# What you have to do
Format the entries from the line with "of the frozen" up to and including the line with "pixel 370 150" as a two-column CSV with the columns text and answer. Give one row per entry text, putting the text and its answer each in a single quoted field with line breaks turned into spaces.

Pointing dataset entries
※ ※ ※

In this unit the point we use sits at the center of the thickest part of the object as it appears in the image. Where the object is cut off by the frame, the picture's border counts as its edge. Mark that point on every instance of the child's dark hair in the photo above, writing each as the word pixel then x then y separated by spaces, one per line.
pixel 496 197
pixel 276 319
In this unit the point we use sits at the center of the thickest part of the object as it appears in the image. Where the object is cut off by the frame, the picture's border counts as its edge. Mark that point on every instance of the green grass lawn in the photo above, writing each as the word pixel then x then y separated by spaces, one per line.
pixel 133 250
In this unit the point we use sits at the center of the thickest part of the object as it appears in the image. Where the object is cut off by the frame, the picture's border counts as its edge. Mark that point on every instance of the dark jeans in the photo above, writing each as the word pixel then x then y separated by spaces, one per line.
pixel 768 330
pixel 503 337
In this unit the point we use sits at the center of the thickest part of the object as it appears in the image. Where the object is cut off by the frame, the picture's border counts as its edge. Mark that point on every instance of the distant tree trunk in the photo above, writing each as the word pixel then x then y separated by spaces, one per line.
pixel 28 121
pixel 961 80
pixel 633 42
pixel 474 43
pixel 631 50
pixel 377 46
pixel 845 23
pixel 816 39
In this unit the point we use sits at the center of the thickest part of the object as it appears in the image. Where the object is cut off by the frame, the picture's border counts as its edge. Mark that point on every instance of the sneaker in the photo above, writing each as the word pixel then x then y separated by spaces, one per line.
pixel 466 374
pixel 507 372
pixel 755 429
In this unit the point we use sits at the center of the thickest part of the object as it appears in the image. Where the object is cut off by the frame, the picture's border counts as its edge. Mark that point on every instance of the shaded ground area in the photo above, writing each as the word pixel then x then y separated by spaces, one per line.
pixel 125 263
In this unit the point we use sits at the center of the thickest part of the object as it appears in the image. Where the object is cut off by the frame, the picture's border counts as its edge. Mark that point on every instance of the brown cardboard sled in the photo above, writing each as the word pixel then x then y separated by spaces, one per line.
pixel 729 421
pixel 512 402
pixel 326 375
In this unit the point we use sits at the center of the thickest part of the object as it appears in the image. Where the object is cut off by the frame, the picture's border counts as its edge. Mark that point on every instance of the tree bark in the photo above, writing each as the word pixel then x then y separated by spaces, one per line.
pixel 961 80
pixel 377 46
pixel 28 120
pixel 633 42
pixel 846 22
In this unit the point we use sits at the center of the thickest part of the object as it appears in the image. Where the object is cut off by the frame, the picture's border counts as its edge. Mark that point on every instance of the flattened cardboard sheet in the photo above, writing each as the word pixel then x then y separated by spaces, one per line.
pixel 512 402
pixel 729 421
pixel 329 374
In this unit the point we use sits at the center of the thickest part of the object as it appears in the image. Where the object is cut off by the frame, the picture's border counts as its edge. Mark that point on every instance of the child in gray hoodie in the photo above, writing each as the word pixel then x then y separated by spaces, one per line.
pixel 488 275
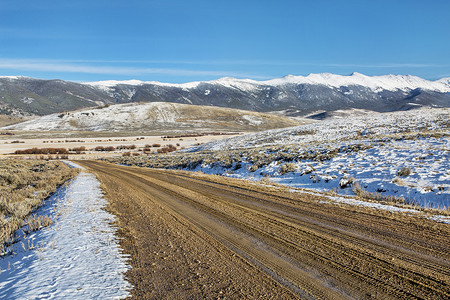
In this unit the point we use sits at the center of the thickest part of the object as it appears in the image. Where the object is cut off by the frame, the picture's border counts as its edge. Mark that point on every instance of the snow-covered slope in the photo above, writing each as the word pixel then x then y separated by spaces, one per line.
pixel 154 116
pixel 301 94
pixel 376 83
pixel 403 155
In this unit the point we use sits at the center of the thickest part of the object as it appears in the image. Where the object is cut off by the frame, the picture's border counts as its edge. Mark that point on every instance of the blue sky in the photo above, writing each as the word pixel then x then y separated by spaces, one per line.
pixel 181 41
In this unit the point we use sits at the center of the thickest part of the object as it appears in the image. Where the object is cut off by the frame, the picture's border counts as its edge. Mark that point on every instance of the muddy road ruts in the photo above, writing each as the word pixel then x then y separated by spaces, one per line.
pixel 269 242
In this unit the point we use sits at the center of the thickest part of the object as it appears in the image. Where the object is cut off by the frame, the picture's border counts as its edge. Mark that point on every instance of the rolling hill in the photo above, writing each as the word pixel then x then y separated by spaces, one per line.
pixel 143 117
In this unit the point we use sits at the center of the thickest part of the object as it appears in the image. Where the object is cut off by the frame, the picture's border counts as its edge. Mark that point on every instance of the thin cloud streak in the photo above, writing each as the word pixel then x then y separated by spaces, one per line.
pixel 261 62
pixel 63 66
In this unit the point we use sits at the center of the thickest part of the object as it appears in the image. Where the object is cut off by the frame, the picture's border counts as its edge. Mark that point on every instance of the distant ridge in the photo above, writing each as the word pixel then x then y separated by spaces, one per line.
pixel 292 95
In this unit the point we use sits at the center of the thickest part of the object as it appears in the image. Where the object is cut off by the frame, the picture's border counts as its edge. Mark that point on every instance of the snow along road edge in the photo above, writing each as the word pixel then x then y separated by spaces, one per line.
pixel 77 257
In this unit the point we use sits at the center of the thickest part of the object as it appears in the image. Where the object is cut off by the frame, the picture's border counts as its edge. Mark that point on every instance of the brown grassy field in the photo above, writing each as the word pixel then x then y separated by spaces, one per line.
pixel 24 185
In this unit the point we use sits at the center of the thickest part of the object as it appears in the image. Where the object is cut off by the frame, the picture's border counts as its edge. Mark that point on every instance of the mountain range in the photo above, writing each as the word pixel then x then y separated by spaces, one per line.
pixel 290 95
pixel 157 117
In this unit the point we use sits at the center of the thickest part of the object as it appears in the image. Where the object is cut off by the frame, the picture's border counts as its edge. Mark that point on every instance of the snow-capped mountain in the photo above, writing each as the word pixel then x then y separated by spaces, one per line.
pixel 295 95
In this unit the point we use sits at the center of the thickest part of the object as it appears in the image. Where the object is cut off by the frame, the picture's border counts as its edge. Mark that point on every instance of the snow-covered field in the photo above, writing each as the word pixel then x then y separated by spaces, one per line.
pixel 401 154
pixel 77 257
pixel 153 116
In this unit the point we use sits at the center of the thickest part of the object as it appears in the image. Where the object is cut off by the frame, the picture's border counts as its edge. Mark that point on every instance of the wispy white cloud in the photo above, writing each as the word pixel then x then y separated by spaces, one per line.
pixel 65 66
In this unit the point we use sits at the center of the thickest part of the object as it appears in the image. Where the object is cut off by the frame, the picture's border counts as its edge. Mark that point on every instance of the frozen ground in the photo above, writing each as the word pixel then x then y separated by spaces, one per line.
pixel 77 257
pixel 370 150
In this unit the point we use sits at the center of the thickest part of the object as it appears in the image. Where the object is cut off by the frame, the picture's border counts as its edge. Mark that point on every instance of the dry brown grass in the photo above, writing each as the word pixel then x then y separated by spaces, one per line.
pixel 24 185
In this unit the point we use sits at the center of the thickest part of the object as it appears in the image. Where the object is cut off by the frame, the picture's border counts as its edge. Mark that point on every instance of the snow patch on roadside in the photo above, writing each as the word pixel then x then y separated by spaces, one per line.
pixel 77 257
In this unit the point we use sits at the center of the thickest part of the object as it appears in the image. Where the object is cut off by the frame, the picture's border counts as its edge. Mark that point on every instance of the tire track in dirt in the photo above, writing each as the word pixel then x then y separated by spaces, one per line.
pixel 317 250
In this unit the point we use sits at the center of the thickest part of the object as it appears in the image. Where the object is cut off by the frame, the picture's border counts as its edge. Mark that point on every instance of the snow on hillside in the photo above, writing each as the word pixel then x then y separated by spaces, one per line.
pixel 401 154
pixel 77 257
pixel 152 115
pixel 375 83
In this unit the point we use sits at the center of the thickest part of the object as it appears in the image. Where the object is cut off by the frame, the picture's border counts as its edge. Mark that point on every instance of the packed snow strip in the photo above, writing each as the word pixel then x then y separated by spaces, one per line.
pixel 77 257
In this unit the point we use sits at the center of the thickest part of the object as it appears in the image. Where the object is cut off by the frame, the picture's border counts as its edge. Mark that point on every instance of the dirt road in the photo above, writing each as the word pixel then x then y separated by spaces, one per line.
pixel 209 237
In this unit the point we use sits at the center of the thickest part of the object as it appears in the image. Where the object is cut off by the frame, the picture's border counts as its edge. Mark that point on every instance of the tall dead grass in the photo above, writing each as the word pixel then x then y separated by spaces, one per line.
pixel 24 185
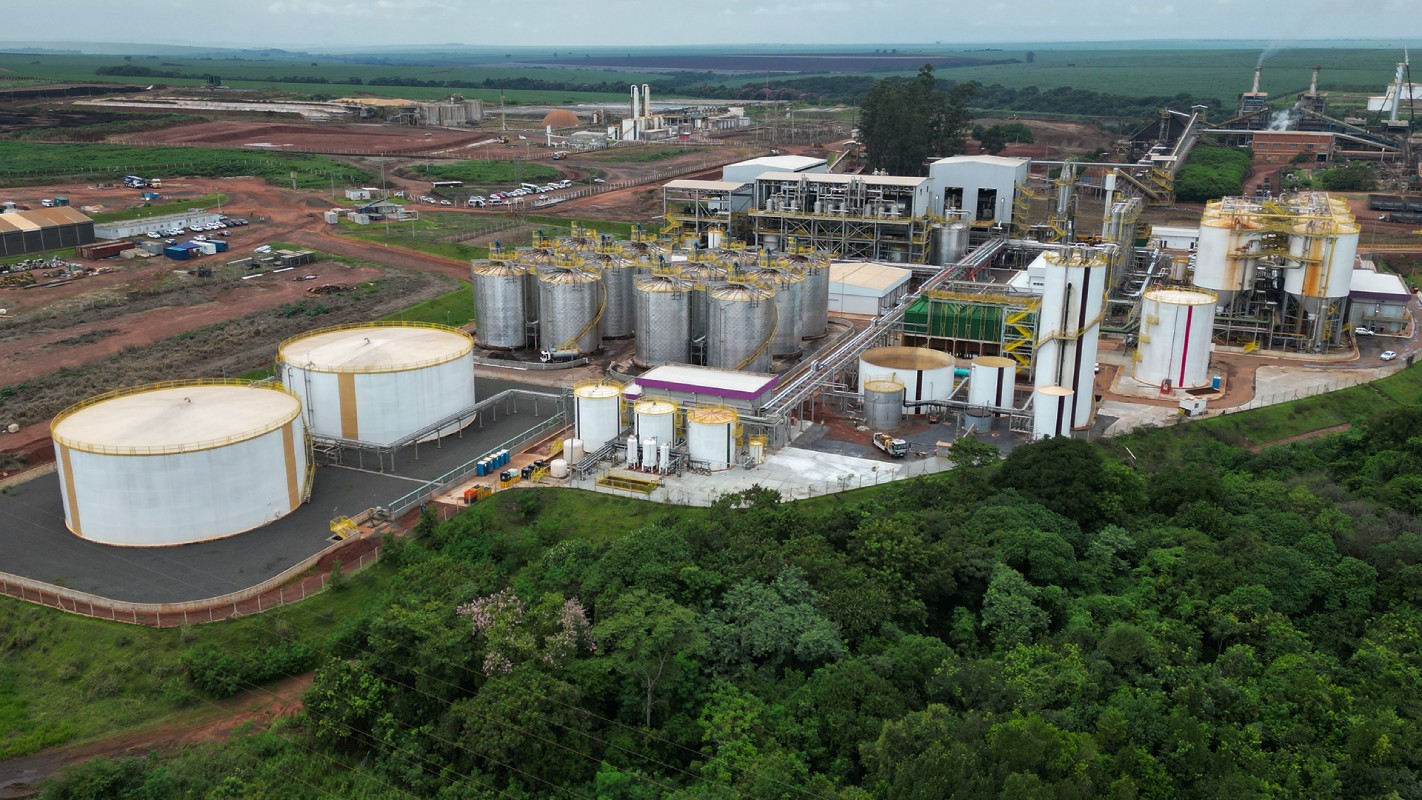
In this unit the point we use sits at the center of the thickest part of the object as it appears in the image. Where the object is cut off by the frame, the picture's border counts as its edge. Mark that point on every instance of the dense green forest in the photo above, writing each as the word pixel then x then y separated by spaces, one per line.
pixel 1067 623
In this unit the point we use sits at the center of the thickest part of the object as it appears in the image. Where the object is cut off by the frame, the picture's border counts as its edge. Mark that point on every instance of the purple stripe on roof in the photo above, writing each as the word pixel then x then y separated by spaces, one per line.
pixel 713 391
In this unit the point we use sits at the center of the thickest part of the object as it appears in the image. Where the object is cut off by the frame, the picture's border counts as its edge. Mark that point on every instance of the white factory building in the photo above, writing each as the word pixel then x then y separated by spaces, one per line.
pixel 863 287
pixel 979 186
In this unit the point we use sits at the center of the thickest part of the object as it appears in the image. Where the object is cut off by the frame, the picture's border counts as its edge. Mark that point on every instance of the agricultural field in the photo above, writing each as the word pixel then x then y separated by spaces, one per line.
pixel 31 162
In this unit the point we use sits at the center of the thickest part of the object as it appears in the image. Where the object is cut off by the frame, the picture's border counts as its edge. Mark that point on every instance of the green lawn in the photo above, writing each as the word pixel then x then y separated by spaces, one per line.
pixel 67 678
pixel 162 208
pixel 30 162
pixel 450 309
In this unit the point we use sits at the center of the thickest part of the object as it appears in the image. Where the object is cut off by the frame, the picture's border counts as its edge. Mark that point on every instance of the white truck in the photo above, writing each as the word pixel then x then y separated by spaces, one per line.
pixel 896 448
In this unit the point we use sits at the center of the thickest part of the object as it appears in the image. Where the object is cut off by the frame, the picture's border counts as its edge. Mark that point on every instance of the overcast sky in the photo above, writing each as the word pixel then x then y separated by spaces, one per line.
pixel 572 23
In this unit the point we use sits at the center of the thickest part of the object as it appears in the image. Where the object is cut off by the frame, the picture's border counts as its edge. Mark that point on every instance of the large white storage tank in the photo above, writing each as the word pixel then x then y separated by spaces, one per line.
pixel 380 382
pixel 1051 411
pixel 1068 333
pixel 596 414
pixel 1175 337
pixel 1227 253
pixel 656 419
pixel 991 380
pixel 181 462
pixel 711 438
pixel 926 374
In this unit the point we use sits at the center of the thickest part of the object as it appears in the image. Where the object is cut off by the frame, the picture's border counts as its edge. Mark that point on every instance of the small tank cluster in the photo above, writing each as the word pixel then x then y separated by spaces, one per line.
pixel 731 307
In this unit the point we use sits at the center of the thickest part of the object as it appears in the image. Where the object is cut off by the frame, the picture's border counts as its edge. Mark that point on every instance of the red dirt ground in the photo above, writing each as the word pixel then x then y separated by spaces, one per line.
pixel 310 138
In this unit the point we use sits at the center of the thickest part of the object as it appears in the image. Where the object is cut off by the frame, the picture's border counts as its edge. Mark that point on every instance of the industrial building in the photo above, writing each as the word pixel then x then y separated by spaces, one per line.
pixel 181 462
pixel 142 226
pixel 46 229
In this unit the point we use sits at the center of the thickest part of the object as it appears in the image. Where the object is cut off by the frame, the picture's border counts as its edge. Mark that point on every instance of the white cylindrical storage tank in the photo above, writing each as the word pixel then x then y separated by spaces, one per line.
pixel 991 380
pixel 656 419
pixel 711 438
pixel 596 414
pixel 1175 337
pixel 742 327
pixel 926 374
pixel 380 382
pixel 1226 255
pixel 175 463
pixel 1068 328
pixel 883 404
pixel 501 304
pixel 1051 412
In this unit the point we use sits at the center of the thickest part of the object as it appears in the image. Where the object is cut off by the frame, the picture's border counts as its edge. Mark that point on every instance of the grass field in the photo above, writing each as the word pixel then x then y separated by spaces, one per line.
pixel 30 162
pixel 451 309
pixel 151 209
pixel 68 678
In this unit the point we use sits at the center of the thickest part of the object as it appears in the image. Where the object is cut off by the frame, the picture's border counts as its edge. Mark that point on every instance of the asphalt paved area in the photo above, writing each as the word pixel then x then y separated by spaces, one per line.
pixel 36 544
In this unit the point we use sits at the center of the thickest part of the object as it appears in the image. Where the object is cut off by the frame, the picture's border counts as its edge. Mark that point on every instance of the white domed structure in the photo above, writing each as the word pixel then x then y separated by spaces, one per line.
pixel 175 463
pixel 380 382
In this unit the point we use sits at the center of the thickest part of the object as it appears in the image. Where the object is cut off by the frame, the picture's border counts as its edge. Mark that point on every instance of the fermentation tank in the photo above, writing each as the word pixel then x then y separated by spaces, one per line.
pixel 380 382
pixel 926 374
pixel 596 414
pixel 991 380
pixel 1068 328
pixel 883 404
pixel 1051 412
pixel 570 303
pixel 181 462
pixel 619 314
pixel 663 321
pixel 654 419
pixel 1175 337
pixel 502 300
pixel 787 286
pixel 1227 253
pixel 814 296
pixel 711 438
pixel 742 324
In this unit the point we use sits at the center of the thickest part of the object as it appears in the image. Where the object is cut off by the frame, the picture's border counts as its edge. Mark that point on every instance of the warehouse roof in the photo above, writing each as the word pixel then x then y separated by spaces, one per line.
pixel 870 279
pixel 1370 284
pixel 41 218
pixel 707 381
pixel 838 178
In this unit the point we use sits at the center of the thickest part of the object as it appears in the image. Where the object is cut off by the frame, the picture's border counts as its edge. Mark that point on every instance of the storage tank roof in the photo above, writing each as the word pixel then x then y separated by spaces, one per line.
pixel 174 418
pixel 907 358
pixel 376 347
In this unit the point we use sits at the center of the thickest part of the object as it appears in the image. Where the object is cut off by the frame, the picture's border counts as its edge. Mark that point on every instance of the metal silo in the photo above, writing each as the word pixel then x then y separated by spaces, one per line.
pixel 703 279
pixel 787 286
pixel 570 301
pixel 619 314
pixel 501 304
pixel 742 324
pixel 663 320
pixel 814 297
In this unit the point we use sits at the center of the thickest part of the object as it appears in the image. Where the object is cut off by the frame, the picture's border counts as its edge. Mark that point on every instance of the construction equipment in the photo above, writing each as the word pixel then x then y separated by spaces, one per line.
pixel 896 448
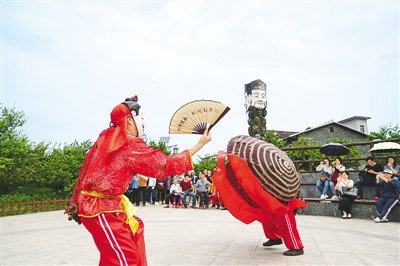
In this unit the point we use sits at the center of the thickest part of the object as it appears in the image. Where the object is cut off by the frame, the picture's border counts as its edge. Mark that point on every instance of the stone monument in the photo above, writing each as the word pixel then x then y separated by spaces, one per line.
pixel 256 108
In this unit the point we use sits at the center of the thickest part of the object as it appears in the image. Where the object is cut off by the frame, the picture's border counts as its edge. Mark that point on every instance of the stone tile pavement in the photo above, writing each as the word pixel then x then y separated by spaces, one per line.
pixel 201 237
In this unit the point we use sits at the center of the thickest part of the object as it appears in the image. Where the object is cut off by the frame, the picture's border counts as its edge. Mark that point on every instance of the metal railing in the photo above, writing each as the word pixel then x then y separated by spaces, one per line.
pixel 310 168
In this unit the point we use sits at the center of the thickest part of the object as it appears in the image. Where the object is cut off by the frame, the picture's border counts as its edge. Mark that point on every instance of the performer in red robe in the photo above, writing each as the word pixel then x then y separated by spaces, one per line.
pixel 245 194
pixel 98 201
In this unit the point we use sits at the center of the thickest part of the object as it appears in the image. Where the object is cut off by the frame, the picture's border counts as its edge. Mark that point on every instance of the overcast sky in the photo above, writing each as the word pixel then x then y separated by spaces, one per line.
pixel 66 65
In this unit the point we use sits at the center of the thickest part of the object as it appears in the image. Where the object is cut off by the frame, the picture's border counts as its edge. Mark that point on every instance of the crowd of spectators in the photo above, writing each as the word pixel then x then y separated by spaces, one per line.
pixel 334 180
pixel 189 190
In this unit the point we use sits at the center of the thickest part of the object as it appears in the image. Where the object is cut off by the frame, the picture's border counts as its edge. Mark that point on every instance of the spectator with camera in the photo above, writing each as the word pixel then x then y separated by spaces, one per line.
pixel 175 194
pixel 325 172
pixel 393 166
pixel 161 187
pixel 389 197
pixel 134 190
pixel 202 186
pixel 142 185
pixel 337 169
pixel 347 194
pixel 187 190
pixel 368 178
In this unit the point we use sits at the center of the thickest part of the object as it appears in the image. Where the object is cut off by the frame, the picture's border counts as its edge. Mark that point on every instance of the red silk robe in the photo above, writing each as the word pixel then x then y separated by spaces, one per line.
pixel 103 216
pixel 113 177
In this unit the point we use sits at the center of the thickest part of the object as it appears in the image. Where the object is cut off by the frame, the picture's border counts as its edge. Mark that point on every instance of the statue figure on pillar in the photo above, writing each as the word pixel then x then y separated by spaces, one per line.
pixel 256 108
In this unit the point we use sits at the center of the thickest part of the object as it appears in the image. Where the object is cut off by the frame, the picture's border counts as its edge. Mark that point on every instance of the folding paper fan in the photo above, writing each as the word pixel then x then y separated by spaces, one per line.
pixel 195 117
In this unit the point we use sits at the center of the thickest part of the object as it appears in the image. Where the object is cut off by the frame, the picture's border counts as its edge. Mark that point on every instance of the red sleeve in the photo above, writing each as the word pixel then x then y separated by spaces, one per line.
pixel 146 161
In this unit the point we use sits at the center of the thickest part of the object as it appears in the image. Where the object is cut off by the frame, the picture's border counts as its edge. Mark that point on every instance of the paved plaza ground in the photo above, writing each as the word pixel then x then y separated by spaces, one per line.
pixel 201 237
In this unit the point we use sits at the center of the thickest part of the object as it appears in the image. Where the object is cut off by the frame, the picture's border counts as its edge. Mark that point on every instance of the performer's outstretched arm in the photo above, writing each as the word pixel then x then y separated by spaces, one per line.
pixel 146 161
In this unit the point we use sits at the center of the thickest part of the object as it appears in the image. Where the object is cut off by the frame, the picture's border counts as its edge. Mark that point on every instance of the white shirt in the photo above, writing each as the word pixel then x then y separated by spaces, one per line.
pixel 341 185
pixel 176 188
pixel 152 182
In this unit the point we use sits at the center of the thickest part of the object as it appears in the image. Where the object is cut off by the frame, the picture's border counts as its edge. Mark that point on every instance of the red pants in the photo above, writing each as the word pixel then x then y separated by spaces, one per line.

※ ※ ※

# Exercise answer
text,answer
"In this unit the point we use sits at the center of the thickest part of the object as it appears in the image. Where the object is cut off by the frame, the picture's border counts as its edge. Mark that point on every instance of the frozen ground in the photo above, writing each as the word pixel then x then y separated by spaces, one per line.","pixel 77 257 pixel 370 150"